[Task to carry out]:
Pictures are to be excluded. Please print only the lines from the one containing "Where can you see the dry" through the end of the data, exactly as they appear.

####

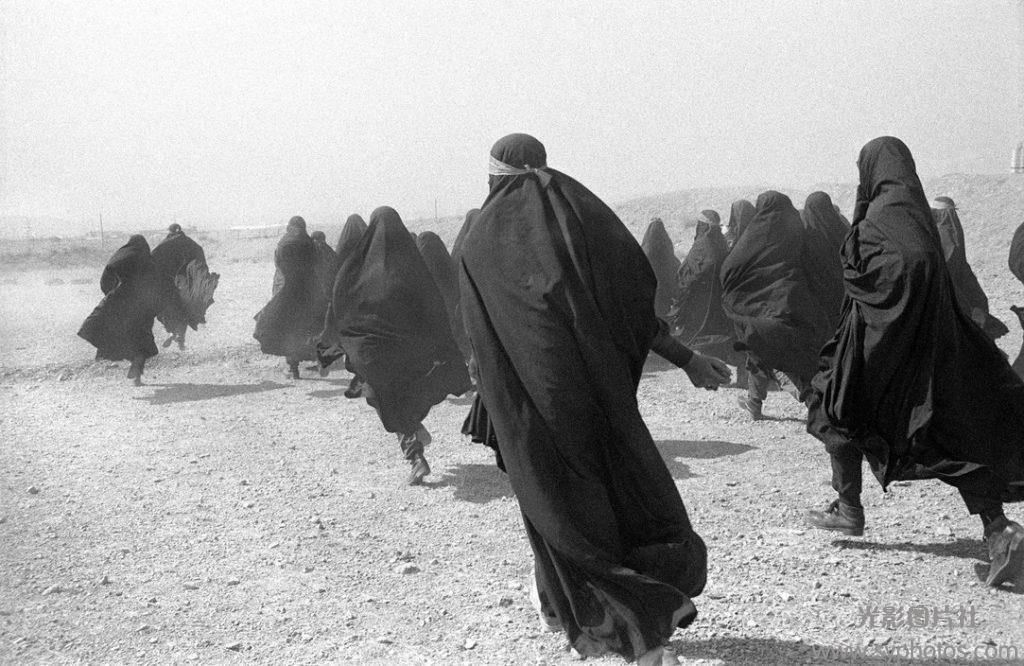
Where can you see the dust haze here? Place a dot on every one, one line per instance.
(231, 113)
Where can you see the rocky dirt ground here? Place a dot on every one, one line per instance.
(223, 513)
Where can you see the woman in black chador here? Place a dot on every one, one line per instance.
(438, 261)
(909, 381)
(121, 326)
(657, 246)
(558, 300)
(970, 295)
(388, 316)
(181, 260)
(286, 325)
(766, 291)
(697, 317)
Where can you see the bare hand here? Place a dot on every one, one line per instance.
(708, 372)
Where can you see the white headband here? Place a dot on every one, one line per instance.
(499, 168)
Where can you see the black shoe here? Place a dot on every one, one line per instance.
(354, 388)
(839, 517)
(751, 407)
(419, 471)
(1006, 551)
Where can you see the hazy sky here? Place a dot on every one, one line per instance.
(233, 113)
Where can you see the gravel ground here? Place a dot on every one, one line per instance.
(223, 513)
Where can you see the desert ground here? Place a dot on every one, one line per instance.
(224, 513)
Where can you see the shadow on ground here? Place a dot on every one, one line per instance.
(736, 650)
(475, 483)
(965, 548)
(700, 450)
(464, 400)
(167, 393)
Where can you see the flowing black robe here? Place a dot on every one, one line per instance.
(388, 316)
(1016, 260)
(657, 247)
(766, 292)
(824, 234)
(284, 326)
(558, 300)
(182, 261)
(970, 295)
(699, 321)
(438, 261)
(325, 272)
(121, 326)
(349, 238)
(909, 379)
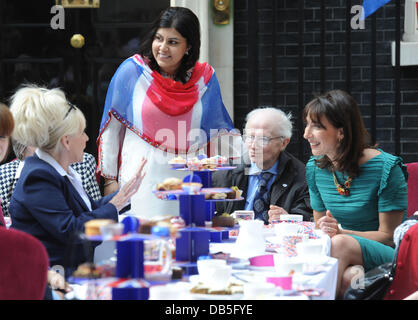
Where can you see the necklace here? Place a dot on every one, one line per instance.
(343, 190)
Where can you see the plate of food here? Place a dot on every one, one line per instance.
(234, 291)
(177, 162)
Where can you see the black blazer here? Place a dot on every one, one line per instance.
(289, 190)
(47, 206)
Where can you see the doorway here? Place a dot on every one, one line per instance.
(32, 51)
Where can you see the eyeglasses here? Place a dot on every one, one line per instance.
(261, 141)
(69, 109)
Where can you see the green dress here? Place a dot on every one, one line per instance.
(381, 187)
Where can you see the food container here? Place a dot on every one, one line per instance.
(192, 187)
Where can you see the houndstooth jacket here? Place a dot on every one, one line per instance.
(86, 169)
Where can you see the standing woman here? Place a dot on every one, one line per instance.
(160, 103)
(358, 192)
(6, 130)
(49, 201)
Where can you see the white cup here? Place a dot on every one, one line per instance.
(258, 290)
(281, 229)
(250, 241)
(221, 278)
(291, 217)
(243, 214)
(208, 270)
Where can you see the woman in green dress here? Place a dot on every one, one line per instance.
(358, 192)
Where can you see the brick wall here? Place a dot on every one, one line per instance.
(285, 90)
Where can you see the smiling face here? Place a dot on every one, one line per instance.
(264, 157)
(168, 49)
(322, 136)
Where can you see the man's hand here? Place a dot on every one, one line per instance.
(275, 212)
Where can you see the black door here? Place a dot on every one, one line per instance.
(35, 47)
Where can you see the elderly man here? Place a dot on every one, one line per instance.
(274, 182)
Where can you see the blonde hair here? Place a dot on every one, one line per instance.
(6, 120)
(43, 116)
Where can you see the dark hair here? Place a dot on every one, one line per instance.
(187, 24)
(6, 121)
(342, 111)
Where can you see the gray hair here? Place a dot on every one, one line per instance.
(282, 121)
(43, 116)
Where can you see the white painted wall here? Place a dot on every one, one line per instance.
(217, 46)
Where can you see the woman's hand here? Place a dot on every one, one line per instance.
(328, 224)
(129, 189)
(110, 186)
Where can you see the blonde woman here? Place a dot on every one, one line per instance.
(49, 201)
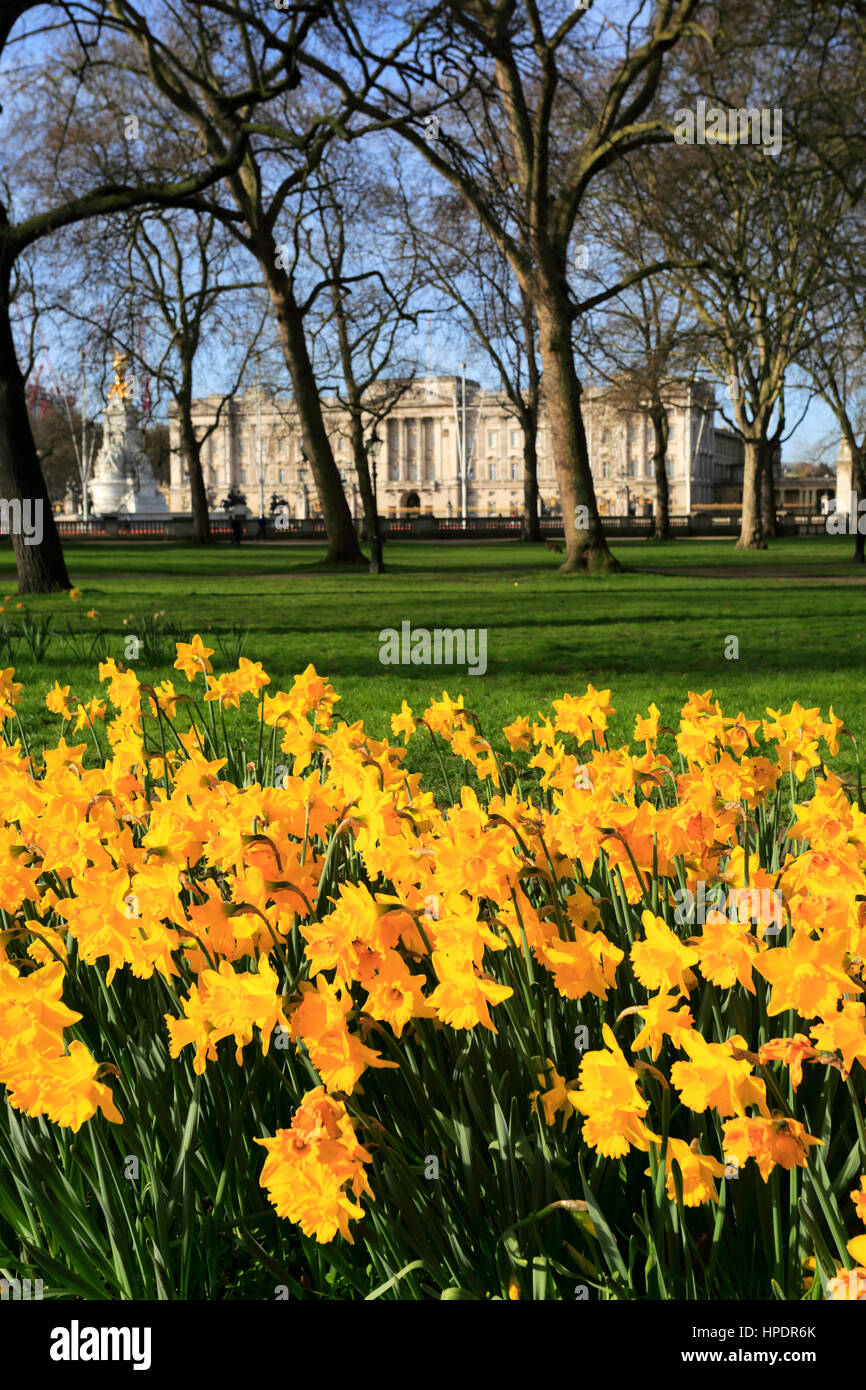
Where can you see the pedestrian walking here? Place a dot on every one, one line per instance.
(238, 516)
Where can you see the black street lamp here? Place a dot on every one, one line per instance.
(376, 542)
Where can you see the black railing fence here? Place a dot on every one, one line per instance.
(426, 527)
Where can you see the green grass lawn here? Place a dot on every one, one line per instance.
(652, 633)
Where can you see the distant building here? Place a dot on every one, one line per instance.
(420, 449)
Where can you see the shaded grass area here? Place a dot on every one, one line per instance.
(654, 633)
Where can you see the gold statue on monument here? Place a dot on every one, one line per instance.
(120, 385)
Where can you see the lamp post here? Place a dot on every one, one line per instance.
(376, 544)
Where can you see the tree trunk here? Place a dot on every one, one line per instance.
(858, 480)
(362, 469)
(751, 530)
(192, 452)
(660, 431)
(530, 526)
(585, 544)
(768, 491)
(342, 538)
(41, 566)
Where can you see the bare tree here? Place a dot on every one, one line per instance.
(260, 200)
(345, 234)
(520, 109)
(836, 352)
(485, 300)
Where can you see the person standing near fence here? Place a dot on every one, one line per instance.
(238, 517)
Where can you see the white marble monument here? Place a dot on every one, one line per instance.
(123, 481)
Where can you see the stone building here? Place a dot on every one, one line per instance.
(257, 448)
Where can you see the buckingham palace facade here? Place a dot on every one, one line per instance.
(257, 449)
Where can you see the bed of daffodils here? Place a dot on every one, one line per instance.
(277, 1020)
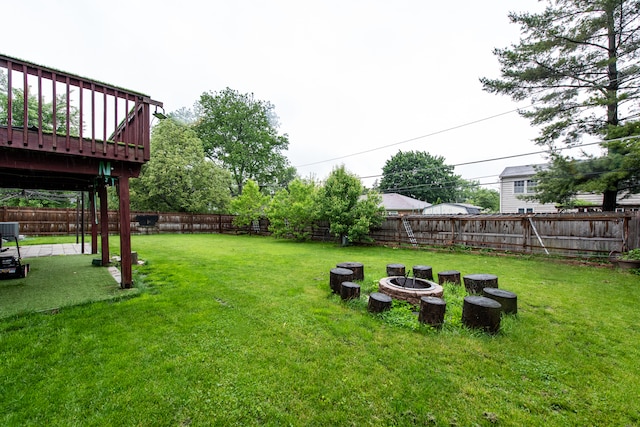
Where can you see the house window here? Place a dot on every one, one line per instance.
(518, 187)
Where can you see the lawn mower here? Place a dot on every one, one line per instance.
(11, 266)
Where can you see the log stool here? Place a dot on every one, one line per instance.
(508, 300)
(481, 313)
(476, 282)
(379, 302)
(349, 290)
(432, 311)
(337, 276)
(423, 272)
(356, 267)
(451, 276)
(395, 270)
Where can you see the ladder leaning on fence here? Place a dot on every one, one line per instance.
(407, 227)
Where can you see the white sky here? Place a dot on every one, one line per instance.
(345, 76)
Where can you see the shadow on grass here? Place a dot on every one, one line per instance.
(56, 282)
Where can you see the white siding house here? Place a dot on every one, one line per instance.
(451, 209)
(517, 181)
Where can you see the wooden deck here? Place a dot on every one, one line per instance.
(60, 131)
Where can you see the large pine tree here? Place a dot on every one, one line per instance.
(577, 61)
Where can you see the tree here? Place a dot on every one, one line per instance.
(420, 175)
(249, 206)
(179, 178)
(351, 214)
(17, 110)
(577, 62)
(43, 198)
(292, 211)
(617, 171)
(240, 132)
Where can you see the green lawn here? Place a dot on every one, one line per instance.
(56, 282)
(240, 330)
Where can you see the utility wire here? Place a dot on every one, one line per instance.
(413, 139)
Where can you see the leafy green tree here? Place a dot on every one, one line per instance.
(17, 110)
(577, 61)
(420, 175)
(240, 132)
(249, 206)
(350, 212)
(179, 178)
(292, 211)
(13, 197)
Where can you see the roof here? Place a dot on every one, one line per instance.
(398, 202)
(524, 170)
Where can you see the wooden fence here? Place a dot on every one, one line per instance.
(575, 235)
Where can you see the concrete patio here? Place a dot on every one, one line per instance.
(34, 251)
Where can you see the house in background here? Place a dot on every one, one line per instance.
(397, 204)
(518, 181)
(452, 209)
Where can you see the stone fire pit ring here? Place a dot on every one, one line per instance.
(413, 288)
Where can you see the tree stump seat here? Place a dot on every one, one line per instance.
(476, 282)
(432, 310)
(379, 302)
(395, 270)
(349, 290)
(356, 267)
(481, 313)
(508, 300)
(423, 272)
(451, 276)
(337, 276)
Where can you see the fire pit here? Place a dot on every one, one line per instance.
(409, 289)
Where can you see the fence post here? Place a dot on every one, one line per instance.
(526, 235)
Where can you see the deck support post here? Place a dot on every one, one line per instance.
(104, 223)
(94, 220)
(125, 232)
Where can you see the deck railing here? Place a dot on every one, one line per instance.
(49, 110)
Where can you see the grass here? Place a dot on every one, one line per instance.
(76, 282)
(239, 330)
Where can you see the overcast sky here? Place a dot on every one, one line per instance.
(352, 81)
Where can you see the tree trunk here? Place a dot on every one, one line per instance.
(432, 310)
(379, 302)
(349, 290)
(481, 313)
(609, 201)
(337, 276)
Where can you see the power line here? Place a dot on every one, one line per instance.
(413, 139)
(513, 156)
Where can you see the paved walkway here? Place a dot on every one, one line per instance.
(33, 251)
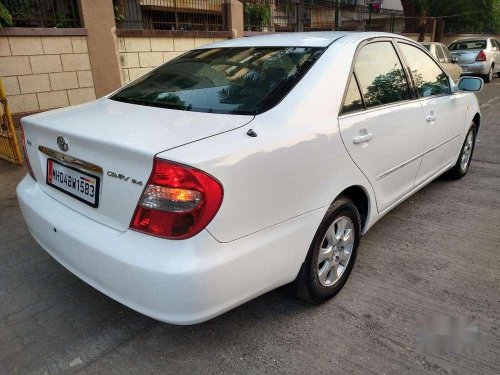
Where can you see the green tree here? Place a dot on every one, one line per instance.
(477, 15)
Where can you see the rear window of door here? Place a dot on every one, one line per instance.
(428, 77)
(440, 54)
(380, 75)
(447, 55)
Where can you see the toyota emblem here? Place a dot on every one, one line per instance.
(62, 143)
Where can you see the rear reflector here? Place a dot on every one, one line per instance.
(25, 153)
(481, 56)
(178, 201)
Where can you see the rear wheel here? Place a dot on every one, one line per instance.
(489, 77)
(463, 162)
(332, 253)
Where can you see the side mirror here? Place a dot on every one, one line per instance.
(470, 84)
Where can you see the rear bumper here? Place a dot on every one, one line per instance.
(180, 282)
(480, 68)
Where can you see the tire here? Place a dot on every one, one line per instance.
(462, 165)
(489, 77)
(315, 286)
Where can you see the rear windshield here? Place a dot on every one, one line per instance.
(246, 80)
(468, 44)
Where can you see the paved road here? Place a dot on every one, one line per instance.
(437, 253)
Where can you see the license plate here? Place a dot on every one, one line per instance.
(74, 182)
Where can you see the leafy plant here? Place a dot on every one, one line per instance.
(118, 16)
(5, 16)
(257, 14)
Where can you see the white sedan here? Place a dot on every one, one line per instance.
(242, 166)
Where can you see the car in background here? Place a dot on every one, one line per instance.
(477, 56)
(443, 55)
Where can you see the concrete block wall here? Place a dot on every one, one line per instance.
(140, 54)
(45, 72)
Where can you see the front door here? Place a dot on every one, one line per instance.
(382, 128)
(444, 118)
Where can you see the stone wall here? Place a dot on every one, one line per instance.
(140, 54)
(45, 72)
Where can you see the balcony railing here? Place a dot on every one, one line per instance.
(196, 15)
(43, 13)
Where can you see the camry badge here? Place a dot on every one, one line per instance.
(62, 143)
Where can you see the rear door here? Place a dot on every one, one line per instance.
(442, 111)
(381, 126)
(496, 53)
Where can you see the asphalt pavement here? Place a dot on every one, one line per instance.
(437, 254)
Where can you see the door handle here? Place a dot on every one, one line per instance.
(431, 118)
(362, 138)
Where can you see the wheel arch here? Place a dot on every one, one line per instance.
(361, 199)
(477, 120)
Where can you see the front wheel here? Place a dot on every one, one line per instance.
(489, 77)
(332, 253)
(463, 162)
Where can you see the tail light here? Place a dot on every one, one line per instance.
(178, 201)
(481, 56)
(25, 153)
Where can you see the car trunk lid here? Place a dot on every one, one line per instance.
(118, 141)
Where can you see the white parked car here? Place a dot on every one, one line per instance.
(477, 56)
(242, 166)
(441, 53)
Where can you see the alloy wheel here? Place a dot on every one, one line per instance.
(467, 151)
(335, 251)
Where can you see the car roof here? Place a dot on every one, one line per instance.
(306, 39)
(472, 39)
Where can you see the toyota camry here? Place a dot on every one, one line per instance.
(242, 166)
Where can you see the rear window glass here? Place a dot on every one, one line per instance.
(246, 80)
(469, 44)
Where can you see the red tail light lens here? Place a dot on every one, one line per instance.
(481, 56)
(178, 201)
(25, 153)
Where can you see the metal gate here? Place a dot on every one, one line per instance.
(9, 147)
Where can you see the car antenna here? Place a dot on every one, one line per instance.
(251, 133)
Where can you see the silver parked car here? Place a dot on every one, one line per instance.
(477, 56)
(441, 54)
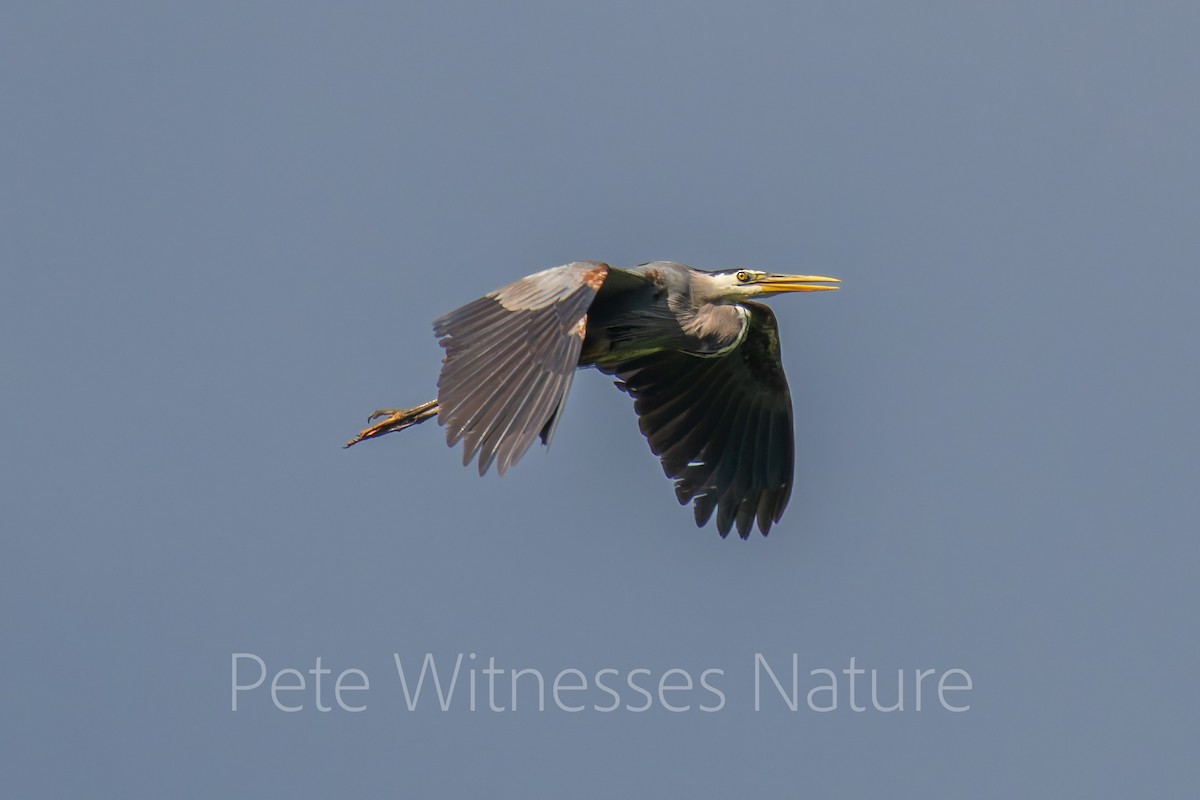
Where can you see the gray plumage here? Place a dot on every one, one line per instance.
(699, 358)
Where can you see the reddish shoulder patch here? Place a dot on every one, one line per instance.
(595, 276)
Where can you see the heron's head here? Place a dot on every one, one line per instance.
(744, 284)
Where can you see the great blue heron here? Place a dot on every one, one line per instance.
(699, 358)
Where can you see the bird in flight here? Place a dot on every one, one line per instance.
(699, 356)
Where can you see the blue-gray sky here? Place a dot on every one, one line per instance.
(228, 226)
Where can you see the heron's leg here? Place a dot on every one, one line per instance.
(395, 420)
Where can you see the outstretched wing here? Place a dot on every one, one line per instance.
(509, 361)
(721, 425)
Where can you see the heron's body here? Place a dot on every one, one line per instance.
(700, 359)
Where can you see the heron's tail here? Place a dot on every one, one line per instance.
(395, 420)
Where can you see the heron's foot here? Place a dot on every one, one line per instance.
(395, 419)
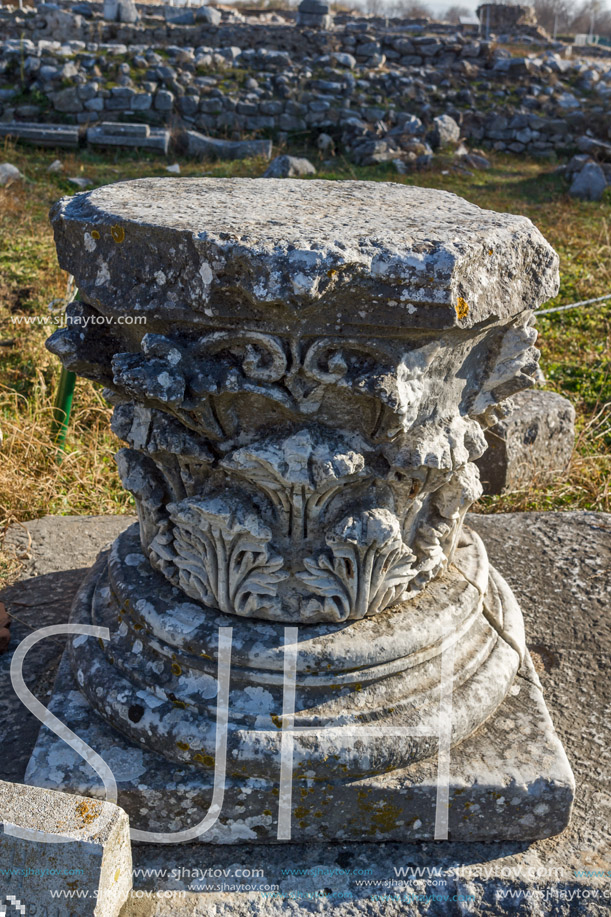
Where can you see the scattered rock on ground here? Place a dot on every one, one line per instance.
(445, 131)
(81, 183)
(589, 183)
(211, 148)
(9, 174)
(289, 167)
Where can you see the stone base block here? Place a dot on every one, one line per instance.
(53, 844)
(511, 780)
(533, 443)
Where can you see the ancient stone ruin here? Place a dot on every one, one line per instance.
(300, 623)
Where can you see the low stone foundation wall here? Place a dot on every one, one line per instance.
(375, 90)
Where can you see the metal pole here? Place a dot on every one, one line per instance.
(62, 407)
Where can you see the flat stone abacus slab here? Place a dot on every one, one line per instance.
(364, 253)
(62, 853)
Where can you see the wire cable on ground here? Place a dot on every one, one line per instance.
(574, 305)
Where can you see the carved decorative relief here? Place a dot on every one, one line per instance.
(309, 478)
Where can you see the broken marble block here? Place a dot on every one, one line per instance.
(62, 854)
(530, 445)
(314, 14)
(303, 374)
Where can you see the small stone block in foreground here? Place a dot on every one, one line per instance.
(532, 444)
(57, 842)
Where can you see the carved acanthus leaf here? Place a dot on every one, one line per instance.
(369, 568)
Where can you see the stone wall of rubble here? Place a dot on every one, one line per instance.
(375, 90)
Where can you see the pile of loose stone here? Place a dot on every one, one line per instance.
(378, 92)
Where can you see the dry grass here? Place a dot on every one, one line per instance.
(576, 346)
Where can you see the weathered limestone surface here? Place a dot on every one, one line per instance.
(58, 842)
(302, 407)
(554, 562)
(533, 443)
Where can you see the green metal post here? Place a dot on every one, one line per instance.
(62, 408)
(63, 404)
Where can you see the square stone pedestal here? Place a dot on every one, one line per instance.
(511, 780)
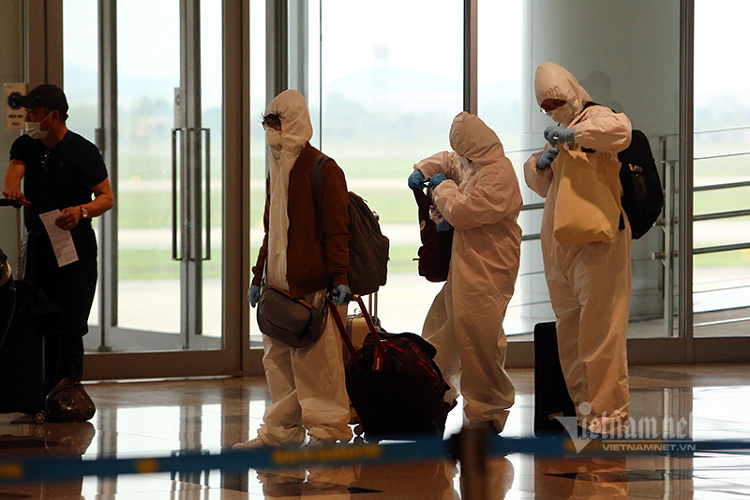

####

[Solved problem]:
Where can you see the dry grass here? Place a dot on every one, one line per instance.
(576, 346)
Where can you see the weathered limestone surface here? Place a dot on every one, one line per instance.
(58, 842)
(302, 407)
(554, 562)
(533, 443)
Where can you see the green metal post here? Place a dot on every one, one line per instance.
(62, 408)
(63, 404)
Where can you see the square stone pedestal here? Place a dot on every one, one line per instance.
(511, 780)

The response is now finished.